> **PROBLEM DETAILS**
Copy the full listing exactly, word for word.
* * * * * * * * *
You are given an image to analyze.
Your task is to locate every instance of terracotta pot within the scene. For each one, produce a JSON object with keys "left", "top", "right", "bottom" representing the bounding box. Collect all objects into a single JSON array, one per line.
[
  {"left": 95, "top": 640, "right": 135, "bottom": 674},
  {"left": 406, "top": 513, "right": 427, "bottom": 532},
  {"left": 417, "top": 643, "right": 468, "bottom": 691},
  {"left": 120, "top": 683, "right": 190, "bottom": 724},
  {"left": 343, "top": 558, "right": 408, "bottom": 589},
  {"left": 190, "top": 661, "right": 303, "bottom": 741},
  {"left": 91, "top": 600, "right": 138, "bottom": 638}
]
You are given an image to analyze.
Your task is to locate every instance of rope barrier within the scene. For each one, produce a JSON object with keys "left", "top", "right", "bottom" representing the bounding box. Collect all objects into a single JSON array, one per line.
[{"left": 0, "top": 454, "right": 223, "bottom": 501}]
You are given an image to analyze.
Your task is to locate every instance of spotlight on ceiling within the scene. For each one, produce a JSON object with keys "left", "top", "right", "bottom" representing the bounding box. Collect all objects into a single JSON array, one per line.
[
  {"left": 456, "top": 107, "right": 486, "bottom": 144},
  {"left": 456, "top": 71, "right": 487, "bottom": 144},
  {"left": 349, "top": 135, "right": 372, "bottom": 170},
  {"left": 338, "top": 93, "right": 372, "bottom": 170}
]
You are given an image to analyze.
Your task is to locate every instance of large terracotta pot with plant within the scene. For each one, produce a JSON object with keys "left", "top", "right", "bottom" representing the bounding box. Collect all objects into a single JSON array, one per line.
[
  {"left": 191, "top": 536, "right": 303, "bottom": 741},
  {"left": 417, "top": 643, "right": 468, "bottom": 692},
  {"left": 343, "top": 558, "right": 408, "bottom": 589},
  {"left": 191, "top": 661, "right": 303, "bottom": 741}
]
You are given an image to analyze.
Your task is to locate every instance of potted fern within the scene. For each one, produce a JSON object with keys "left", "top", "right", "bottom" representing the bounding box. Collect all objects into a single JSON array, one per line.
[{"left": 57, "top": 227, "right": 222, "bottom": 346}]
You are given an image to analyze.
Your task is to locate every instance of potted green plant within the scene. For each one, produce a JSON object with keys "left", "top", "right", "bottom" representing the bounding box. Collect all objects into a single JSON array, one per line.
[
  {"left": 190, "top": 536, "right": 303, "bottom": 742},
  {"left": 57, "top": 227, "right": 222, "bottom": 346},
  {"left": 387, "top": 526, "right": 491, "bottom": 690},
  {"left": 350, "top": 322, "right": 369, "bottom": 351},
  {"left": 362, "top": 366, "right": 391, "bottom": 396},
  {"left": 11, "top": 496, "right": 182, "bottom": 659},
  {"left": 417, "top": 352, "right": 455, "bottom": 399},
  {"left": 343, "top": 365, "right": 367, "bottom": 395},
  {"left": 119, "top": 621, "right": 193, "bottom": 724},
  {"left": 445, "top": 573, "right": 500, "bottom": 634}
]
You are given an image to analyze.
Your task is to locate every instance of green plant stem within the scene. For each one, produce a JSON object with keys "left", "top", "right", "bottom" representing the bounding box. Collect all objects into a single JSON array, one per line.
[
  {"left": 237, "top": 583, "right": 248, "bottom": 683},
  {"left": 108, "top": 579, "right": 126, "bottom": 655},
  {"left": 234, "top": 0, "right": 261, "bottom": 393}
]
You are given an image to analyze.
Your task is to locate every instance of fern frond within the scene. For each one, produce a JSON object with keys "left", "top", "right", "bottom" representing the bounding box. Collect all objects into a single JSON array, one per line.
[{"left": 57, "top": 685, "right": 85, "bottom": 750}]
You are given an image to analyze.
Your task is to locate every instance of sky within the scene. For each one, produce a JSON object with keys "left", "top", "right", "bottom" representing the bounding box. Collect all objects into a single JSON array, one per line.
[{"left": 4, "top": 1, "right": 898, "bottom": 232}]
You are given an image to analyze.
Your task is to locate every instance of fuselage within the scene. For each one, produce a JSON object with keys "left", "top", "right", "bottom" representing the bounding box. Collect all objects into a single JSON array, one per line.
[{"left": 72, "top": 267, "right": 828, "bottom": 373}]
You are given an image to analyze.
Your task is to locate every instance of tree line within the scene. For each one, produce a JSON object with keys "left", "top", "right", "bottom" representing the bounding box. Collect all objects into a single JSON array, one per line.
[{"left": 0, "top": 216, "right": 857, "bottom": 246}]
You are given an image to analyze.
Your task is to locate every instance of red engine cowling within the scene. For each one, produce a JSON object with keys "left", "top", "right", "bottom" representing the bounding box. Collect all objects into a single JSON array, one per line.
* * * * * * * * *
> **ANSWER SECTION**
You are given an image to analyze.
Your task is to locate every instance of terracotta pot within the scene. For each one, produce a JSON object with keys "left", "top", "right", "bottom" representing the bounding box. Collect all objects into a single JSON array, one per line.
[
  {"left": 95, "top": 640, "right": 135, "bottom": 674},
  {"left": 406, "top": 513, "right": 427, "bottom": 532},
  {"left": 417, "top": 643, "right": 468, "bottom": 691},
  {"left": 120, "top": 683, "right": 190, "bottom": 724},
  {"left": 343, "top": 558, "right": 408, "bottom": 589},
  {"left": 190, "top": 661, "right": 303, "bottom": 741},
  {"left": 91, "top": 600, "right": 138, "bottom": 638}
]
You are given an image to analyze.
Your task is to locate every instance of rope barrier within the scene. For each one, produce a JSON object with keys "left", "top", "right", "bottom" representing the bounding box. Collect all objects into a single JSON array, one per line.
[{"left": 0, "top": 454, "right": 223, "bottom": 501}]
You are given an image to analyze.
Your task is to locate every instance of spotlight on ceiling within the scene. For each one, produce a JSON object with keys "left", "top", "right", "bottom" representing the bounding box. Collect all objects into a single JSON array, one per line.
[
  {"left": 456, "top": 107, "right": 486, "bottom": 144},
  {"left": 456, "top": 71, "right": 487, "bottom": 144},
  {"left": 349, "top": 135, "right": 372, "bottom": 170},
  {"left": 338, "top": 93, "right": 372, "bottom": 170}
]
You are given an image to analyze.
Your task is to locate every instance of large terracotta pot with plant within the scene. For each one, produce a JSON object with keys "left", "top", "right", "bottom" representing the bounding box. Collect all objects into a single JSON array, one per line.
[
  {"left": 191, "top": 536, "right": 303, "bottom": 741},
  {"left": 417, "top": 643, "right": 468, "bottom": 692},
  {"left": 343, "top": 558, "right": 408, "bottom": 589},
  {"left": 191, "top": 661, "right": 303, "bottom": 741}
]
You are given an image to analyze.
Your task is to locate every instance of potted fern within the scene. For each one, produce a JSON object with keys "left", "top", "right", "bottom" representing the bounding box. Collect all objects into a single JSON array, one per line.
[{"left": 57, "top": 227, "right": 222, "bottom": 346}]
You are given an image to analyze.
Your task is to locate every instance of potted green plant within the scene. For each one, produce a JSON object with keys "left", "top", "right", "bottom" representing the bounding box. Collect all objects into a single JSON array, one per line.
[
  {"left": 190, "top": 536, "right": 303, "bottom": 742},
  {"left": 57, "top": 227, "right": 222, "bottom": 346},
  {"left": 387, "top": 526, "right": 491, "bottom": 690},
  {"left": 350, "top": 322, "right": 369, "bottom": 351},
  {"left": 362, "top": 366, "right": 391, "bottom": 396},
  {"left": 11, "top": 496, "right": 182, "bottom": 659},
  {"left": 417, "top": 352, "right": 455, "bottom": 399},
  {"left": 343, "top": 365, "right": 367, "bottom": 395},
  {"left": 119, "top": 621, "right": 193, "bottom": 724},
  {"left": 445, "top": 573, "right": 500, "bottom": 634}
]
You are given an image to analyze.
Your task is to locate every instance of green plant stem within the scene. For each one, produce a JSON object with keys "left", "top", "right", "bottom" representing the bounding box. Collect all objects into a single JSON array, one per line.
[
  {"left": 237, "top": 583, "right": 248, "bottom": 683},
  {"left": 108, "top": 579, "right": 126, "bottom": 655},
  {"left": 234, "top": 0, "right": 261, "bottom": 393}
]
You are given an image to analyze.
Your task is to locate every instance of fern frond within the scene. For each one, produce a JSON object with keys "left", "top", "right", "bottom" representing the bounding box. Collect all objects into a single JSON array, one per line.
[{"left": 57, "top": 685, "right": 85, "bottom": 750}]
You are given an image to analyze.
Your task is to locate every instance of sky within the scene. For each one, produce a JSON object with keys "left", "top", "right", "bottom" representing the bounding box. Collect all objects into a single JSON array, one per line.
[{"left": 4, "top": 1, "right": 898, "bottom": 232}]
You are given an image to analyze.
Your task is to locate every instance of fuselage within the scene. For each one, produce a JSON object with keys "left", "top", "right", "bottom" representing the bounding box. Collect all objects into a single JSON array, one per line.
[{"left": 72, "top": 267, "right": 828, "bottom": 373}]
You are given an image to analyze.
Your task is to locate every instance of tree line within the scene. For each one, produce a JSON object with keys "left", "top", "right", "bottom" representing the bounding box. Collect all objects into a single JSON array, one per line.
[{"left": 0, "top": 216, "right": 857, "bottom": 246}]
You are given an image to analyze.
Your task is to locate every instance of red engine cowling within the scene. For each one, produce a JSON object with keys "left", "top", "right", "bottom" representing the bounding box. Collect all objects into a single JSON array, one per line.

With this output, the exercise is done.